### FRAGMENTO:
========
FOTO: Alonso Tobar.
POR: VÍCTOR PAZ OTERO – v[email protected]
La ciudad, cualquiera que ella sea y que soporte esa designación, es en sí misma una realidad indefinible y esa misma circunstancia nos la convierte, hasta cierto punto, en realidad incognoscible y por lo tanto inexplicable en su esencia y en sus más profundos significados.
No existe una ciencia, ni ningún conocimiento legítimo y universal sobre el objeto ciudad. En primer término porque es un imposible lógico elaborar una ciencia sobre lo particular, y nada más particular y particularizante que lo que encarna como fenómeno histórico y humano lo que nombramos bajo el confuso concepto de ciudad.
Existen, por supuesto, saberes diversos, aproximaciones parcialmente explicativas sobre la pluralidad casi inabarcable acerca de los fenómenos implicados y actuantes que cristalizan en las constelaciones urbanas. El urbanismo, la supuesta sociología urbana, o la también supuesta antropología y arqueología urbanas, son intenciones de ese esfuerzo, sugerente pero fallido, por convertirnos la ciudad en un objeto de transparencias epistemológicas. Así como existen infinidad de historias, de memorias, de acervo documental de todo orden, pero a pesar de ello, cualquier ciudad continúa siendo un enigma, un misterioso universo de contenidos y significados humanos que acaba siendo inescrutable para la pretendida mirada científica. O apenas son universos que de cuando en vez esclarece más la novela que la ciencia. La ciudad Parece intraducible al lenguaje racionalista de la ciencia y a la delirante pretensión positivista de tratar los hechos sociales como cosas. Pues la ciudad, como la vida misma, acaba recordándonos que todas las teorías son grises y que lo único maravillosamente verde es ese frondoso árbol de la vida.
========
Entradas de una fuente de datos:
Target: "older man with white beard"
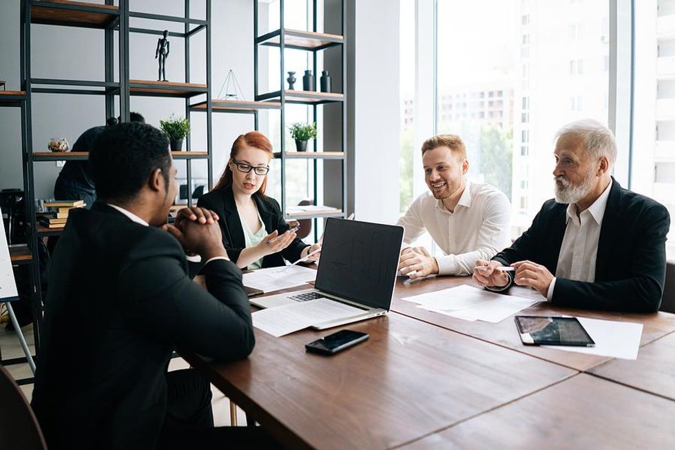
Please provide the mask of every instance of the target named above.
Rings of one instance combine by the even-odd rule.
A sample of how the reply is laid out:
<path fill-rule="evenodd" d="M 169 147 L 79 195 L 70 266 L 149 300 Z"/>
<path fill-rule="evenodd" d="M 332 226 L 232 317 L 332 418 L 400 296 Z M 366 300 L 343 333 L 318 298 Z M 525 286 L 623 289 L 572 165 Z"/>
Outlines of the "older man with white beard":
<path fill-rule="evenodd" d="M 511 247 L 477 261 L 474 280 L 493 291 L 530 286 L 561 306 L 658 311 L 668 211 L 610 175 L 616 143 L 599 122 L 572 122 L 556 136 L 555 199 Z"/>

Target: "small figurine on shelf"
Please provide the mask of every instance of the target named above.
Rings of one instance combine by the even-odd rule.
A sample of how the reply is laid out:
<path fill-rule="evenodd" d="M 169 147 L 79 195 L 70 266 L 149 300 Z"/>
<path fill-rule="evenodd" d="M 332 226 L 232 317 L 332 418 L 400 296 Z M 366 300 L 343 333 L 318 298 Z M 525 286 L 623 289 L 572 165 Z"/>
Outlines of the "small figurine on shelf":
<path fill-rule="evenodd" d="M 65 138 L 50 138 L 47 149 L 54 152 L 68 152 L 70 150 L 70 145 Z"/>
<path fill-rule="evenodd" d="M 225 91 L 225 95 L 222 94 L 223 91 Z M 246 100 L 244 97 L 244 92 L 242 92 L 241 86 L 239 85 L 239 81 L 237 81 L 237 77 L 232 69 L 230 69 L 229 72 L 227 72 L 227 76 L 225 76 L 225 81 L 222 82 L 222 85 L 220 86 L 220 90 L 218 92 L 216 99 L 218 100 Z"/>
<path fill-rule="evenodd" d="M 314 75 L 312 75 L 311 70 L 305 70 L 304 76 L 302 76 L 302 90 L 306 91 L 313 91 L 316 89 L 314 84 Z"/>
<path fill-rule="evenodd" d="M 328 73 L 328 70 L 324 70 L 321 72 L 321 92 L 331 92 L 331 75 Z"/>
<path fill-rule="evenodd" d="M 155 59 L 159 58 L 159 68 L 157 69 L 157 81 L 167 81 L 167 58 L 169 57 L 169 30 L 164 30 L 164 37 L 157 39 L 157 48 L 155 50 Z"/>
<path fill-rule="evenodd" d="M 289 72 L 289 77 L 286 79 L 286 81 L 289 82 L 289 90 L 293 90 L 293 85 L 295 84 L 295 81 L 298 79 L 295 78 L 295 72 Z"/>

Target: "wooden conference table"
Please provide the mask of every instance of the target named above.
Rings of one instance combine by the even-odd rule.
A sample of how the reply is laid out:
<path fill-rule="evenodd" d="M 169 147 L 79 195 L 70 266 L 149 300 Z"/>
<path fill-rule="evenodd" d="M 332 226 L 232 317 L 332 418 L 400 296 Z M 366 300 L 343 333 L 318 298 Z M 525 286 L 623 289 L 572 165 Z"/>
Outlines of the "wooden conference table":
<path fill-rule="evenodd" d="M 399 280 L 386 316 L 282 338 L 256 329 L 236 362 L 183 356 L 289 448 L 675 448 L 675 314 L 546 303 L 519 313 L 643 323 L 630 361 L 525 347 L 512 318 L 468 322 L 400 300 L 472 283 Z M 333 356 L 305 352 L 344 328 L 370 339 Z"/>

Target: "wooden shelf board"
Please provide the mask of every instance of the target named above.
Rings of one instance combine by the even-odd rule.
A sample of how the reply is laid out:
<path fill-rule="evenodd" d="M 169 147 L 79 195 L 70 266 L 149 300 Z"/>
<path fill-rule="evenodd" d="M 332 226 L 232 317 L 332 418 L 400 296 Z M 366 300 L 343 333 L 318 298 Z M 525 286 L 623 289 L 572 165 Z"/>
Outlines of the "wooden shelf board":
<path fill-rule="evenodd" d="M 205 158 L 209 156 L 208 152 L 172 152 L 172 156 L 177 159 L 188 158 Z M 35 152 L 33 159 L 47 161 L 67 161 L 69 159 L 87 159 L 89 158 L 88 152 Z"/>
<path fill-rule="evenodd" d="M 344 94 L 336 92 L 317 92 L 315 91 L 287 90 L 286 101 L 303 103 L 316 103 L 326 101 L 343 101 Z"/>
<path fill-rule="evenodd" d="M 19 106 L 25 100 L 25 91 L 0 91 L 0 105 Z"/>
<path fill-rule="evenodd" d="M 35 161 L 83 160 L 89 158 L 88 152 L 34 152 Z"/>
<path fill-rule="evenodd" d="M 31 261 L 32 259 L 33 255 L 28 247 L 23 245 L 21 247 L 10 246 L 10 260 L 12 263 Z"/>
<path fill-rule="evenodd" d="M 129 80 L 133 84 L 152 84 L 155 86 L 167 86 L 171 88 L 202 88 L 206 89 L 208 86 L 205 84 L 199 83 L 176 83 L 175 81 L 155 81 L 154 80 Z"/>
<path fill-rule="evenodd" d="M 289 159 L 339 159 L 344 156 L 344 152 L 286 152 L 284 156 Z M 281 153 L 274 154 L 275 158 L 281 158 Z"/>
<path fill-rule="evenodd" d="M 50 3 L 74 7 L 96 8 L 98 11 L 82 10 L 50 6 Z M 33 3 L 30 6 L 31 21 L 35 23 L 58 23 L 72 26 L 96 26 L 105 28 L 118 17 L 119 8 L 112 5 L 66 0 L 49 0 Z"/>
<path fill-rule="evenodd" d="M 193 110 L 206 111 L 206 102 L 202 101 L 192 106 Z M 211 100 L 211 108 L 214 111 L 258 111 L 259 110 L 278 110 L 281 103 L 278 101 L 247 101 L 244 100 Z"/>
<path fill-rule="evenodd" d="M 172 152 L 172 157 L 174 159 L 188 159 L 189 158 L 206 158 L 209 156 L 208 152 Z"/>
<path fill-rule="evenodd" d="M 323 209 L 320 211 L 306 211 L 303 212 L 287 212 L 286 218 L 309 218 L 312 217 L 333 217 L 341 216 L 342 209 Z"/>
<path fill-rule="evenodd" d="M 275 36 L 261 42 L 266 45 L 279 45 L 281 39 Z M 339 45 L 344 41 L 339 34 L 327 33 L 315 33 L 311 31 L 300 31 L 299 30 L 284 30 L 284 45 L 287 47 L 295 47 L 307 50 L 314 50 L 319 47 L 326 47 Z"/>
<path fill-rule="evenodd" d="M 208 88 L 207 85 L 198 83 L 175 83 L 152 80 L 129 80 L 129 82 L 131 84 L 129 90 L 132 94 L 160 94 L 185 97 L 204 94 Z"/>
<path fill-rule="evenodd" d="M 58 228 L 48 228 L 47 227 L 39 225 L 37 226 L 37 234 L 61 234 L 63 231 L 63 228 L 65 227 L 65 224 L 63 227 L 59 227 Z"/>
========
### CONSIGNA A:
¿Qué disciplinas cita el texto sobre la ciudad como intentos, sugerentes pero fallidos, de convertirla en un objeto de transparencias epistemológicas?
### CONSIGNA B:
Imprime el pasaje del texto sobre la ciudad que se abre con las palabras que contienen "POR: VÍCTOR PAZ" y se cierra con "concepto de ciudad.".
### CONSIGNA C:
Escribe lo que sigue en el texto sobre la ciudad después de su última oración.
Los datos provienen de otra fuente.

### RESPUESTA ESCRITA A:
El urbanismo, la supuesta sociología urbana y la también supuesta antropología y arqueología urbanas.

### RESPUESTA ESCRITA B:
POR: VÍCTOR PAZ OTERO – v[email protected]
La ciudad, cualquiera que ella sea y que soporte esa designación, es en sí misma una realidad indefinible y esa misma circunstancia nos la convierte, hasta cierto punto, en realidad incognoscible y por lo tanto inexplicable en su esencia y en sus más profundos significados.
No existe una ciencia, ni ningún conocimiento legítimo y universal sobre el objeto ciudad. En primer término porque es un imposible lógico elaborar una ciencia sobre lo particular, y nada más particular y particularizante que lo que encarna como fenómeno histórico y humano lo que nombramos bajo el confuso concepto de ciudad.

### RESPUESTA ESCRITA C:
Nadie pone en duda que la ciencia resuelve preguntas y problemas importantes, pero parece enmudecer frente a las preguntas esenciales. Y la ciudad, para quien pertenece a ella, es una de esas preguntas esenciales. Ya que íntima y emocionalmente es una pregunta sobre la vida. Es la pregunta que conjugará Paul Gauguin en el esplendor de su famoso cuadro “Quien soy, de donde vengo y para donde voy” .Es decir, la ciudad en primer orden es una dimensión existencial, emocional y espiritual. La ciudad no es un conjunto de casas o edificios o un conglomerado de objetos inertes. La ciudad no es un mercado. La ciudad es también una poética, un espacio vivo donde los seres humanos, individual y colectivamente, ofician los rituales de la vida. Es por definición un espacio y una construcción histórica donde esos seres aprenden el complicado pero exaltante oficio de estar vivos. Es una gramática y un código de señales y de símbolos que se internalizan y posibilitan la convivencia. Si fuese un simple conglomerado de infraestructuras quizá la simplicidad cuantitativa del ingeniero daría cuenta de lo que es la ciudad. Si fuese solo un mercado para lo que se produce la codicia y los afanes del mercader nos revelarían sus misterios. Si fuese solo espacio para la autoridad y el poder, la picardía y la deshonestidad de los políticos nos hubiesen esclarecido sus significados. Pero toda ciudad es mucho más que una serie de fragmentos, de alguna manera es una totalidad orgánica, una atmosfera espiritual y emocional que genera vínculos con poderosas cargas afectivas para quienes la habitan. Si en primera instancia no entendemos y si no desciframos esta dimensión del universo urbano, el alma de la ciudad se nos escapa y a duras penas la convertimos en un paisaje muerto.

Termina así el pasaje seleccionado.